What to produce:
What lines in the following entries hold the word "mountain"? Copy each one.

Task data:
........

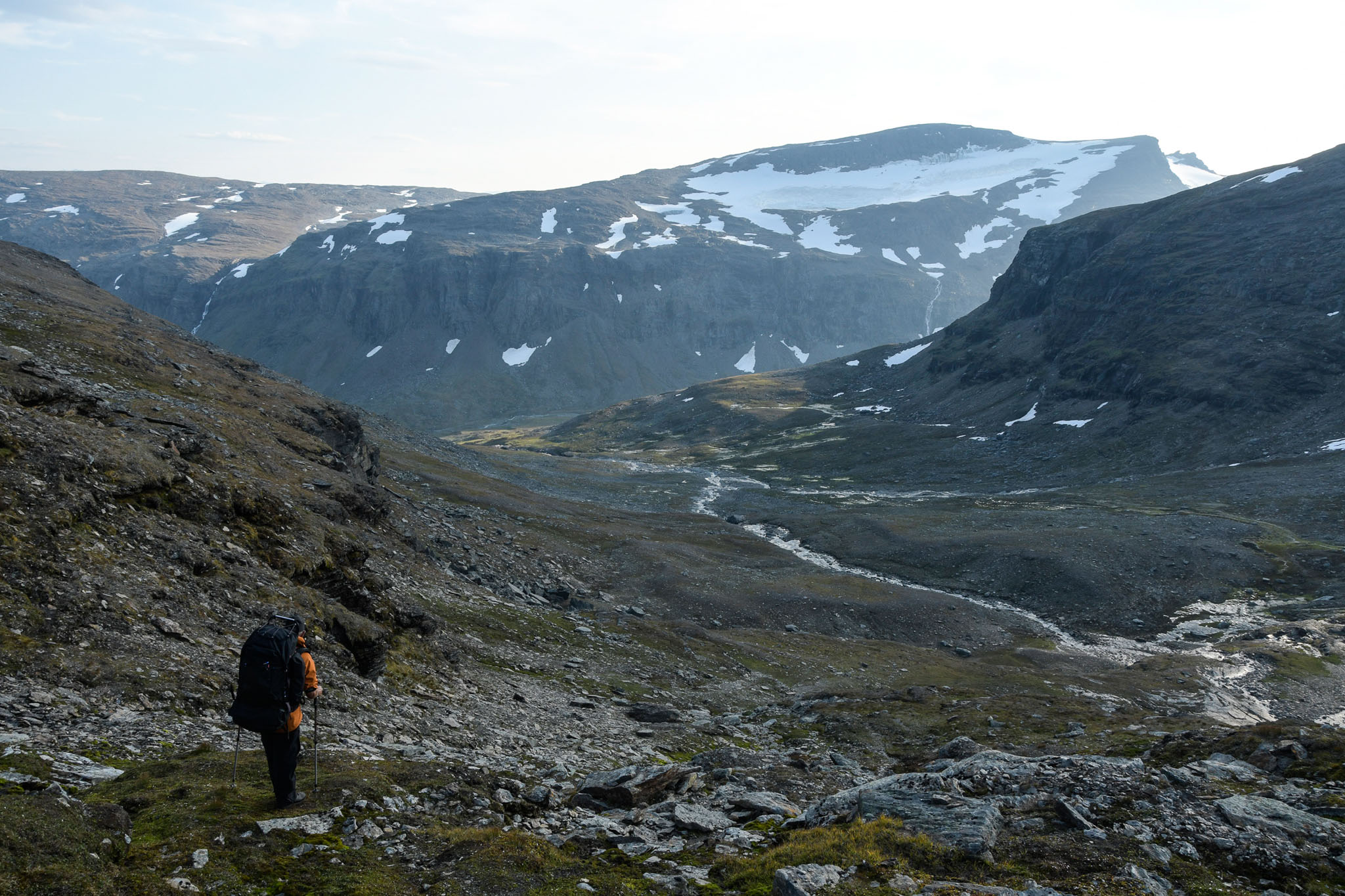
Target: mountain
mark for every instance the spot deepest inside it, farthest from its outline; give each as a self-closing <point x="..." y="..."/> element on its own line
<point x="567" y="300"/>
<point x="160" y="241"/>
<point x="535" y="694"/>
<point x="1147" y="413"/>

........

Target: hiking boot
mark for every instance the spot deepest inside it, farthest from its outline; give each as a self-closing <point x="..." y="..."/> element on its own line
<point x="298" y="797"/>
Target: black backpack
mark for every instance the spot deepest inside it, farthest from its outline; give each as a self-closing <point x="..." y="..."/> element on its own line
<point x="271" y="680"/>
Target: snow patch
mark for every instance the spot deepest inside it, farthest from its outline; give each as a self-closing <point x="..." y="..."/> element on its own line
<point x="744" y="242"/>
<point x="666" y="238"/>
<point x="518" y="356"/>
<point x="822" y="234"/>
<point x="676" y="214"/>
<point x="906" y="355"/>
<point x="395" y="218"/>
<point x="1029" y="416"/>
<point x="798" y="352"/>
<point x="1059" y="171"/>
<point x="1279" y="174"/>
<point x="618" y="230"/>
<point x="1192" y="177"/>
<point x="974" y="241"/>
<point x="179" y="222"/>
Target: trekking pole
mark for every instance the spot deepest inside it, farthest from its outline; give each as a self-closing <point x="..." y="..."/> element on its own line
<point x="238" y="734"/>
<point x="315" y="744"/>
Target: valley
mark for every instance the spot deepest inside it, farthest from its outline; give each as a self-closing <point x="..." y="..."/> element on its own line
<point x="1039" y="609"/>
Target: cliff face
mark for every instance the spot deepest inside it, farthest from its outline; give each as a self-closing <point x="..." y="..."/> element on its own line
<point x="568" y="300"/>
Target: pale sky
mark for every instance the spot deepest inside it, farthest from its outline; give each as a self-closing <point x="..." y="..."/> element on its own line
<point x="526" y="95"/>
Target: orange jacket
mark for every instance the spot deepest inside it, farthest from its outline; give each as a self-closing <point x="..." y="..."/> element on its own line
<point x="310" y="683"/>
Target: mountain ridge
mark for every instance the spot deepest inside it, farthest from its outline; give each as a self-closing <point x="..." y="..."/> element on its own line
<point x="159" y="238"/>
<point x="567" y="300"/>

........

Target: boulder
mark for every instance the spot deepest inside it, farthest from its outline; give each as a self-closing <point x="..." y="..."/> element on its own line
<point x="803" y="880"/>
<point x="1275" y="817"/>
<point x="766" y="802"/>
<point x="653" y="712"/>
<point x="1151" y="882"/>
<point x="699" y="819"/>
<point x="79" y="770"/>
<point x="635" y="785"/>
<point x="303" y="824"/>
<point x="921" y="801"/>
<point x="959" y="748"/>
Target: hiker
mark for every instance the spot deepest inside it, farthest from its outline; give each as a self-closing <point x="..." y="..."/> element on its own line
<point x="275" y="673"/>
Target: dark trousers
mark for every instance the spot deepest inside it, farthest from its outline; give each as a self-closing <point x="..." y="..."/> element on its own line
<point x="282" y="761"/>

........

Written reply:
Target: mountain
Target: mountain ridge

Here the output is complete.